Herhaal letterlijk het stuk uit de tekst over schrijversbeelden dat begint bij "Pas nadat de" en eindigt bij "2006. Foto: Thera Coppens).".

_GETOONDE TEKST_
· · · · ·
Dit grote beeld in Antwerpen laat de schrijver Gerard Walschap (1898-1989) aan het werk zien. Hij behoort tot de grote Vlaamse vertellers. Ik sprak voor het eerst met hem in 1968, na afloop van de kleurloze uitreiking door koningin Juliana van de Prijs der Nederlandse Letteren in het Paleis op de Dam. Bijna iedereen probeerde in de buurt van de koningin te komen, terwijl Walschap met een nummertje in zijn hand zocht naar de garderobe. Ik heb hem toen vergezeld en hem laten blijken dat ik veel van zijn romans wél gelezen had, i.t.t. de vorstin. In 1986 kreeg ik van hem het grote Album met foto's van zijn leven en werk cadeau, met de opdracht: "Voor Wim Hazeu: hulde". Maar die hulde kwam hém toe, vooral omdat hij aan Julien Weverbergh en mij de toestemming gaf om de door ons opgerichte Vlaamse uitgeverij naar zijn beroemde roman HOUTEKIET te noemen. Het beeld is gemaakt door Wilfried Pas.

LUIGI PIRANDELLO

Pirandello2

Nadat ik in de jaren Zestig in het Amsterdamse theater De Brakke Grond door toneelgroep Studio 'Zes personages op zoek naar een auteur' had gezien, ben ik blijvend geïnteresseerd geraakt in leven en werk van de Siciliaan Luigi Pirandello (1867-1936. Wat een sterk drama: zes toneelpersonages, door hun schrijver in de steek gelaten, zijn op zoek naar een auteur die hun leven een vervolg en een slot geeft. En vergeet de verhalen niet van deze Nobelprijswinnaar, over de verwisselbaarheid van werkelijkheid en illusie. Je moet op Sicilië lang zoeken naar een beeld van Pirandello, totdat je in het zuidelijke Agricento, het buiten het oude centrum gelegen geboortehuis vindt. Buiten een beeld, binnen twee beelden. En van het geboortehuis wandelen langs een ravijn naar de plek waar Pirandello's as werd verstrooid, is een pelgrimage naar je eigen persoonlijkheid. (Agrigento, juni 2010. Foto: Thera Coppens).

OSCAR WILDE

ierland2006 046

Pas nadat de Ierse schrijver Oscar Wilde (Dublin 1854 - Parijs 1900) de toegang tot de salons van de Londense society werd ontzegd en hij de barbaarsheid van een Engelse gevangenis had ondergaan, kon hij zijn wereldberoemde werken schrijven, zoals De Profundis. Hij werd van de armen begraven, maar ver na zijn dood als een popster vereerd. Zo ligt en poseert hij ook op een steen in St. Stephansgreen, dichtbij zijn geboortehuis in Dublin. Dat de ijdele, heerlijk perverse en decadente Wilde zijn haar verfde, verbergt het beeld niet. De biografie van Oscar Wilde, geschreven door Richard Ellmann (Knopf, New York), behoort tot de hoogtepunten van mijn levensbagage, evenals de muziek van Richard Strauss bij het grote toneelstuk Salomé dat Wilde schreef. (Dublin, september 2006. Foto: Thera Coppens).
· · · · ·
_AANGELEVERDE GEGEVENS_
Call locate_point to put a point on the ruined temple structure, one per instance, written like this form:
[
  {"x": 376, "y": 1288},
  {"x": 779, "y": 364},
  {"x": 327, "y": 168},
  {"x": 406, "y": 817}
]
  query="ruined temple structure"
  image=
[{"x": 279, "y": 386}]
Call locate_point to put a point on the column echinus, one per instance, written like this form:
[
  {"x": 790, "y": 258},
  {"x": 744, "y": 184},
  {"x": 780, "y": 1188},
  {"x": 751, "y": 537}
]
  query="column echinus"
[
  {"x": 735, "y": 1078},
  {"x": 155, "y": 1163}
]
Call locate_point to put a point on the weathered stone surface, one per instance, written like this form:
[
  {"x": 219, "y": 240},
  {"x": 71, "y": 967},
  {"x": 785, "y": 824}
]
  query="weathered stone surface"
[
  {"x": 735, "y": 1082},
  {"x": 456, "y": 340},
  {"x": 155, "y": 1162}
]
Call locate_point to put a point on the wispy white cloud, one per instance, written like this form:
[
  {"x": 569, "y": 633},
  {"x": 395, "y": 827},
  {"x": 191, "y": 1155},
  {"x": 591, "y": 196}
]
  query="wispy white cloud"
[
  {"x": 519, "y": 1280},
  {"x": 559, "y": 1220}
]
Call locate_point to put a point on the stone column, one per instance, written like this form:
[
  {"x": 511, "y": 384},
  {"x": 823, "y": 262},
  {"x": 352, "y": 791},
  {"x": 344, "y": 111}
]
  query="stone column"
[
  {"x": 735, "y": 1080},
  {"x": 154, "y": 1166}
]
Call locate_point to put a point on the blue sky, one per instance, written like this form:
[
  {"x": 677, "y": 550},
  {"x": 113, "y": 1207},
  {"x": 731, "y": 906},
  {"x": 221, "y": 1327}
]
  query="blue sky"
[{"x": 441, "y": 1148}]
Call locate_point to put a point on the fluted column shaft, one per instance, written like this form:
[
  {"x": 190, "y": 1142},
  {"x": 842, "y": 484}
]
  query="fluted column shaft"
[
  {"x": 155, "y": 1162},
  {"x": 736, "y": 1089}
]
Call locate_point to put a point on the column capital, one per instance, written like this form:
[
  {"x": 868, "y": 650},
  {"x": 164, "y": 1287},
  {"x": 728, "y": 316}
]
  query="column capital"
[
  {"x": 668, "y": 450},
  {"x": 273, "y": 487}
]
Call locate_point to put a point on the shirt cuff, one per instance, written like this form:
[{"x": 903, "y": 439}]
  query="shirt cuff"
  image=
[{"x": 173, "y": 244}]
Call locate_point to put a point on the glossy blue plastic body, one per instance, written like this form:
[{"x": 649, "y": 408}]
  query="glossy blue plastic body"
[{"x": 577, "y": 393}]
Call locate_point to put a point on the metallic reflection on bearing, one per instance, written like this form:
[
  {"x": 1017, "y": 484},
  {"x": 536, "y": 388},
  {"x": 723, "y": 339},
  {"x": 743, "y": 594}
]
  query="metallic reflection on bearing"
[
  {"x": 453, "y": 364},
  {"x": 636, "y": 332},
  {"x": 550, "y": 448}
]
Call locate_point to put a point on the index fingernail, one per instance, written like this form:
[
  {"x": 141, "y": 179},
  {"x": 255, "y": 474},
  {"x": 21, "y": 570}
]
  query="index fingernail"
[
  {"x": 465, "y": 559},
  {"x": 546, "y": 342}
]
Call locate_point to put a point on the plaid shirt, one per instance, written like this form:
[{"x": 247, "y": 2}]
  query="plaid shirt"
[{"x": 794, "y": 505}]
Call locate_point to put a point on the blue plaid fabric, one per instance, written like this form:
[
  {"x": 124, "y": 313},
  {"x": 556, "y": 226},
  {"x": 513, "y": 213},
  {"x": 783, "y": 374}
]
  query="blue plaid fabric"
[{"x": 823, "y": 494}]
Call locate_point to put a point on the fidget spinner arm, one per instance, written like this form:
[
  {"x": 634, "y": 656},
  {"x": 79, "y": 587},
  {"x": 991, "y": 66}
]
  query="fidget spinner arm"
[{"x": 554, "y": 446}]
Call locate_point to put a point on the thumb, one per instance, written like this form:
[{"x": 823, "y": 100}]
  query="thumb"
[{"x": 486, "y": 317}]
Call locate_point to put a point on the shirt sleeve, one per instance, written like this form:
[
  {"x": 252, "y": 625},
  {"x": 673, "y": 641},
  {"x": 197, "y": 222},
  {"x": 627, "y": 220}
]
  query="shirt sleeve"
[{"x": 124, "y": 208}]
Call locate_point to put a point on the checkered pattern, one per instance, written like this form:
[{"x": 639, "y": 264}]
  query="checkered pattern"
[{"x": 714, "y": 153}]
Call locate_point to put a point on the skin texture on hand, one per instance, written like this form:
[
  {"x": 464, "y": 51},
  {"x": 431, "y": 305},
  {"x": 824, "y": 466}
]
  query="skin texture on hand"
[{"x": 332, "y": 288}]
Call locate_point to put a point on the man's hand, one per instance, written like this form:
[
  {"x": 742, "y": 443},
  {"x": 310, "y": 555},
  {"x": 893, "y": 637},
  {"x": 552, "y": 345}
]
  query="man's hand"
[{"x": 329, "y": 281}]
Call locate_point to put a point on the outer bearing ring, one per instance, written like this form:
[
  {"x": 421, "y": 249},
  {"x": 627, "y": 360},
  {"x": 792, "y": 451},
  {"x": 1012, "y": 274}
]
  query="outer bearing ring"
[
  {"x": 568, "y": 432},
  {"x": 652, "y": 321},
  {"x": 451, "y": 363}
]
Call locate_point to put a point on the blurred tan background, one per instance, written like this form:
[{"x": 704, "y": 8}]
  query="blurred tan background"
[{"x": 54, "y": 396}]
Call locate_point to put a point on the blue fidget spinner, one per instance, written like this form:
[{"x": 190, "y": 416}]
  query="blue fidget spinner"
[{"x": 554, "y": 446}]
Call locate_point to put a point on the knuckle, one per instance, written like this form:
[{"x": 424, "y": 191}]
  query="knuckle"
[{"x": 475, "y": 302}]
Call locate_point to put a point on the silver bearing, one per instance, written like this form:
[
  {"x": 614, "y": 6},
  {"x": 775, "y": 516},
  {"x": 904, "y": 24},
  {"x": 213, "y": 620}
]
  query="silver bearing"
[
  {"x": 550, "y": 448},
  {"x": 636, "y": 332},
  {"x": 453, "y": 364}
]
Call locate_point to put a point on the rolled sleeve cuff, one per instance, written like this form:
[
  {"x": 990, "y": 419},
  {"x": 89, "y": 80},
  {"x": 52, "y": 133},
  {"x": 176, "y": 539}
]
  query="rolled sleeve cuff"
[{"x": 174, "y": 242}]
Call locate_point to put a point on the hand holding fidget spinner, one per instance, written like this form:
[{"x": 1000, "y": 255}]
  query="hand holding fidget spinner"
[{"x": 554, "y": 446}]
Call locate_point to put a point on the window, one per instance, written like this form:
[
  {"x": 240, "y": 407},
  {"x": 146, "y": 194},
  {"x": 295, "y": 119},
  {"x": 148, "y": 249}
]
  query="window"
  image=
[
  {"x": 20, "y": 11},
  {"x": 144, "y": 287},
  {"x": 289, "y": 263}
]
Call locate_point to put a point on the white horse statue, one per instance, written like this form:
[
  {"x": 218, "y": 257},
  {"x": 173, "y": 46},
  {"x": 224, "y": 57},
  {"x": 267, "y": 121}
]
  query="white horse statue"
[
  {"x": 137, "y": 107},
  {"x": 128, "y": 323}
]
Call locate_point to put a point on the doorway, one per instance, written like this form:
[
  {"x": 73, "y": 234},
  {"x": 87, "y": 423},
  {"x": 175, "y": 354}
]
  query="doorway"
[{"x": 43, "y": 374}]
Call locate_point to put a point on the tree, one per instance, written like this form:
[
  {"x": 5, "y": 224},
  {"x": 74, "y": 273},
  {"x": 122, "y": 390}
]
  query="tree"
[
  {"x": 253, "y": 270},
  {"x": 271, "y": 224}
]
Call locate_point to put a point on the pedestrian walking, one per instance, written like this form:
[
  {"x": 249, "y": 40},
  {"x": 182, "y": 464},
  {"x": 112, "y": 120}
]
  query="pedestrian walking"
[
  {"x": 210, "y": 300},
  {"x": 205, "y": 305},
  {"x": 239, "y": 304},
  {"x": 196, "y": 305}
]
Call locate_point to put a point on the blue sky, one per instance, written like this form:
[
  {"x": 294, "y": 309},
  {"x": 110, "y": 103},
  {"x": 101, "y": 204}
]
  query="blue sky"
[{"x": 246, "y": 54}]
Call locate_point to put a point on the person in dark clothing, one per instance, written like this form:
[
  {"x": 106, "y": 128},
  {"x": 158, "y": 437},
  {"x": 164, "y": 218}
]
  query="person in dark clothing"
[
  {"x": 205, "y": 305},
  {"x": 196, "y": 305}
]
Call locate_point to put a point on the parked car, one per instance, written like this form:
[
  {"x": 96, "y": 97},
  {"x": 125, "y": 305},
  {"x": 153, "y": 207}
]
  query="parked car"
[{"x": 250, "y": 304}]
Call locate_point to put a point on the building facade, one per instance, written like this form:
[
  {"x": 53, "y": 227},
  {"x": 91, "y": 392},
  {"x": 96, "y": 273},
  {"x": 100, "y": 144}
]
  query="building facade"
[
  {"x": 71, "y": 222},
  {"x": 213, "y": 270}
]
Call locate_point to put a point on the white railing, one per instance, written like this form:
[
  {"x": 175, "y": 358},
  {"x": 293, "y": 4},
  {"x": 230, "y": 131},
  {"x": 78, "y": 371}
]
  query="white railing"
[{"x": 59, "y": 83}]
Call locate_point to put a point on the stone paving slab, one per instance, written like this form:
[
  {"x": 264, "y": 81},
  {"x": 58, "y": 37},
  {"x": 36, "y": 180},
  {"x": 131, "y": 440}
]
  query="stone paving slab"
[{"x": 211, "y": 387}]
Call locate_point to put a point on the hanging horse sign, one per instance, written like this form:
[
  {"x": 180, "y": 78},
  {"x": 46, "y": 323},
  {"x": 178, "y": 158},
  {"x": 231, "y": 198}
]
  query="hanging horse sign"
· · · · ·
_TAAKRESULTAAT_
Pas nadat de Ierse schrijver Oscar Wilde (Dublin 1854 - Parijs 1900) de toegang tot de salons van de Londense society werd ontzegd en hij de barbaarsheid van een Engelse gevangenis had ondergaan, kon hij zijn wereldberoemde werken schrijven, zoals De Profundis. Hij werd van de armen begraven, maar ver na zijn dood als een popster vereerd. Zo ligt en poseert hij ook op een steen in St. Stephansgreen, dichtbij zijn geboortehuis in Dublin. Dat de ijdele, heerlijk perverse en decadente Wilde zijn haar verfde, verbergt het beeld niet. De biografie van Oscar Wilde, geschreven door Richard Ellmann (Knopf, New York), behoort tot de hoogtepunten van mijn levensbagage, evenals de muziek van Richard Strauss bij het grote toneelstuk Salomé dat Wilde schreef. (Dublin, september 2006. Foto: Thera Coppens).